§ **What needs to be done**
What lines in the records include the string "below"? Return each one.
= = = =
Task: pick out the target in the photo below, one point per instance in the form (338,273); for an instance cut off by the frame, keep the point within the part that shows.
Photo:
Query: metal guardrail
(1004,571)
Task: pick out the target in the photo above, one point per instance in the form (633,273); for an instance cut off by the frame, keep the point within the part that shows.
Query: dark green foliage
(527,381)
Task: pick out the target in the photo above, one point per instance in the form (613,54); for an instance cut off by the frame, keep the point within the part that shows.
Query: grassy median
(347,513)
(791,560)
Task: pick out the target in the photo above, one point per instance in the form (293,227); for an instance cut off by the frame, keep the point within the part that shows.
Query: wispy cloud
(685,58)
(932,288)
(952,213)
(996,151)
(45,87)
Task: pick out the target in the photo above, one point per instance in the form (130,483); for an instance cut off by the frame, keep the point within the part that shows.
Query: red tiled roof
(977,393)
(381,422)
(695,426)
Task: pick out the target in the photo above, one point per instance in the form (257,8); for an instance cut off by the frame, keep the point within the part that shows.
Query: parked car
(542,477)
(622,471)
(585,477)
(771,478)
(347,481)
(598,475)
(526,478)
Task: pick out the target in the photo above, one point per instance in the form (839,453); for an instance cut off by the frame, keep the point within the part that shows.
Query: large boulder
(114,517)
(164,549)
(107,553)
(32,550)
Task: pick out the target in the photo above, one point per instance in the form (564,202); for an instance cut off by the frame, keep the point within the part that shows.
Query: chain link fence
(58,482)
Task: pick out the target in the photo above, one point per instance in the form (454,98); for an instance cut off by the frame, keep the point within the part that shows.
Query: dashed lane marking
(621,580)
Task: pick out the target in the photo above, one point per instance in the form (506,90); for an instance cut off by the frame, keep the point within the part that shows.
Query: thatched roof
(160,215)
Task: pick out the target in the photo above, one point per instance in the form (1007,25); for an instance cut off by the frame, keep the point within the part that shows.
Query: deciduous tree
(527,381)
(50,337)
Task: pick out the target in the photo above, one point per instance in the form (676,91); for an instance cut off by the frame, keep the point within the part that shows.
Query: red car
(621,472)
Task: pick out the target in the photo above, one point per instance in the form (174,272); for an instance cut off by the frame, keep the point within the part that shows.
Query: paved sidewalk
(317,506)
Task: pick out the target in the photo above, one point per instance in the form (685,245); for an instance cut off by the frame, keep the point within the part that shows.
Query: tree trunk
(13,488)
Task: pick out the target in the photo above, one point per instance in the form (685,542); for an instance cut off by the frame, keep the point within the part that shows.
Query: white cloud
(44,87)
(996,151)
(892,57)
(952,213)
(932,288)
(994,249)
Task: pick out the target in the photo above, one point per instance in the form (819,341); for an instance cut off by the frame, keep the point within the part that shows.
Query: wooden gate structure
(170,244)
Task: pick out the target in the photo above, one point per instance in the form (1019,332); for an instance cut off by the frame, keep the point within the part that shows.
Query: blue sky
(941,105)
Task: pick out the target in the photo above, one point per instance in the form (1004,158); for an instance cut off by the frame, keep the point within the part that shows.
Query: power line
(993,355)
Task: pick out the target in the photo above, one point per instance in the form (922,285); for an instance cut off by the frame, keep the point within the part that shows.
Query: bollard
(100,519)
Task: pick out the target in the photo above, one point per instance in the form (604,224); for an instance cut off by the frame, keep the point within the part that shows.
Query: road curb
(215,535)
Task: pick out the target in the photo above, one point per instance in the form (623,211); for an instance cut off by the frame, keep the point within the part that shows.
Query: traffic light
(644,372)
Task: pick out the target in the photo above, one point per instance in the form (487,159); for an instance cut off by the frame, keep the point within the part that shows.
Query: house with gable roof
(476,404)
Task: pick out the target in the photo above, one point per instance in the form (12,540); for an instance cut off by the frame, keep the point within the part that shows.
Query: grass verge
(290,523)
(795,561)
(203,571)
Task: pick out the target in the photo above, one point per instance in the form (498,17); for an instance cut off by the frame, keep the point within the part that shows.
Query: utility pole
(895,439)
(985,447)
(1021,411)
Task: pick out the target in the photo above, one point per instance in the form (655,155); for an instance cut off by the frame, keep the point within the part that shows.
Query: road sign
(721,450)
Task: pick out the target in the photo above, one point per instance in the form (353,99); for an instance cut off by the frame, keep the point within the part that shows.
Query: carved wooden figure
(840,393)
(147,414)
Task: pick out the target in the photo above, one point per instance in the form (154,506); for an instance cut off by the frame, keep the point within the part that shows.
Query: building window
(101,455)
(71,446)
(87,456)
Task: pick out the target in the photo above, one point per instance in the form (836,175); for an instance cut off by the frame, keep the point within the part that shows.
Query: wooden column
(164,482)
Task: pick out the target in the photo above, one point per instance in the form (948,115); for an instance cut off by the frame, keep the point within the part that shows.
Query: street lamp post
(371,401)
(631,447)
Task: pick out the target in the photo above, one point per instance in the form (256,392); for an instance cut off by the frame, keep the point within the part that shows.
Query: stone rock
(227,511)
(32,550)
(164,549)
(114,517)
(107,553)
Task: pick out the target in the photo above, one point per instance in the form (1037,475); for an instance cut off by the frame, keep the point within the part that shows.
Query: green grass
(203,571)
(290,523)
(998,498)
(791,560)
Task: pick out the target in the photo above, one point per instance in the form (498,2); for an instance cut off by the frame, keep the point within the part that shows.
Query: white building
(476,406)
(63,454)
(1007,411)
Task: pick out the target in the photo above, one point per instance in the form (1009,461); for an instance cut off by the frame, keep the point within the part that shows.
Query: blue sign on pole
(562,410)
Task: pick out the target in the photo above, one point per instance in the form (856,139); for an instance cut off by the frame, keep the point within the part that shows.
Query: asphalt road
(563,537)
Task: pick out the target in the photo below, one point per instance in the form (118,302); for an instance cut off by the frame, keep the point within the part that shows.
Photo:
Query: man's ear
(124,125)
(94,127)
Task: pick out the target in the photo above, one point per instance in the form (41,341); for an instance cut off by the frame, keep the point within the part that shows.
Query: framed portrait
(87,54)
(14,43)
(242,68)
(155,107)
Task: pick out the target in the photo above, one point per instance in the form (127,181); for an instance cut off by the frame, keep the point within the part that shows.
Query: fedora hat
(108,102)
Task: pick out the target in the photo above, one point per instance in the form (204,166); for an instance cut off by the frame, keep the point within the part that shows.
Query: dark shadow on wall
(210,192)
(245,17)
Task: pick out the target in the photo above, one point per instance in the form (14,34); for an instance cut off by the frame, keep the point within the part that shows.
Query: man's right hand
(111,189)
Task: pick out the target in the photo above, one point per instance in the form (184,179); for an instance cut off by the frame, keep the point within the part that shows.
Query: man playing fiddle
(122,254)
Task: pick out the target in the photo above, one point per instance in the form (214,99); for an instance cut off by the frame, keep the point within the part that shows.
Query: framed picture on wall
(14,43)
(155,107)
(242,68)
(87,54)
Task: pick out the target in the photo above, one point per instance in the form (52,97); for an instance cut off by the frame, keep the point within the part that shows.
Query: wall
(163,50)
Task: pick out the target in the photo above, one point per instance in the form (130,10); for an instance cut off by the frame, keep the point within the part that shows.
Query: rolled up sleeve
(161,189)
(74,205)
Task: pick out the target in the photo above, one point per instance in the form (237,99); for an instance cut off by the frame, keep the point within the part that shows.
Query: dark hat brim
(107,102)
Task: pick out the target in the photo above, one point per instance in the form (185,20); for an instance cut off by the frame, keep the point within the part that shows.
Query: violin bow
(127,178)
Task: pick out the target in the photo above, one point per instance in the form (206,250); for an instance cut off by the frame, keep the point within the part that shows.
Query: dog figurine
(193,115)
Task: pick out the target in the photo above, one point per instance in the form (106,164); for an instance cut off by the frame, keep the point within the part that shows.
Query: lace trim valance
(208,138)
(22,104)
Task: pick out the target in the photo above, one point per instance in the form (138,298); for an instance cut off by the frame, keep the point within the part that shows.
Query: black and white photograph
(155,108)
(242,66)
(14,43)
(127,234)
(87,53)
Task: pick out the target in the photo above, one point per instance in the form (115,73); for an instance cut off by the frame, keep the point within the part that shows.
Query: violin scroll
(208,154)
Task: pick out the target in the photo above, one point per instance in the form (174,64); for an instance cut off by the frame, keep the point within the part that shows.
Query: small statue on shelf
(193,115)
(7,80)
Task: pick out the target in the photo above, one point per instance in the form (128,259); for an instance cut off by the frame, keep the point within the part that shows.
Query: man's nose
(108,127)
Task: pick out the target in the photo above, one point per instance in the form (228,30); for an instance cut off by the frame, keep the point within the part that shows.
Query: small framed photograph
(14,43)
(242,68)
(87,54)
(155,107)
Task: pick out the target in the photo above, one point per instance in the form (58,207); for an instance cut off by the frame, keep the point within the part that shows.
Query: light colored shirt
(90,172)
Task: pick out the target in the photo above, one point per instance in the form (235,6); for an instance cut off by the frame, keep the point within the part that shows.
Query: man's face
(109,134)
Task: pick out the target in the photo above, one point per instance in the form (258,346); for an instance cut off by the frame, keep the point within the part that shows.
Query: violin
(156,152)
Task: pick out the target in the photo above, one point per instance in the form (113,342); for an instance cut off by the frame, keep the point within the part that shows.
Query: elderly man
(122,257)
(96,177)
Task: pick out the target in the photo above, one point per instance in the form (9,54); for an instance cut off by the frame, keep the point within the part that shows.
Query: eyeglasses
= = = =
§ **Written answer**
Task: pick out the target in the photo below, one point per instance in the form (338,273); for an instance cut off by the frame, keep the point within the part that shows.
Task: pick out the target in the photo below, one point per instance in the form (118,302); for an instance cut off by the frame, keep the point within the part that shows.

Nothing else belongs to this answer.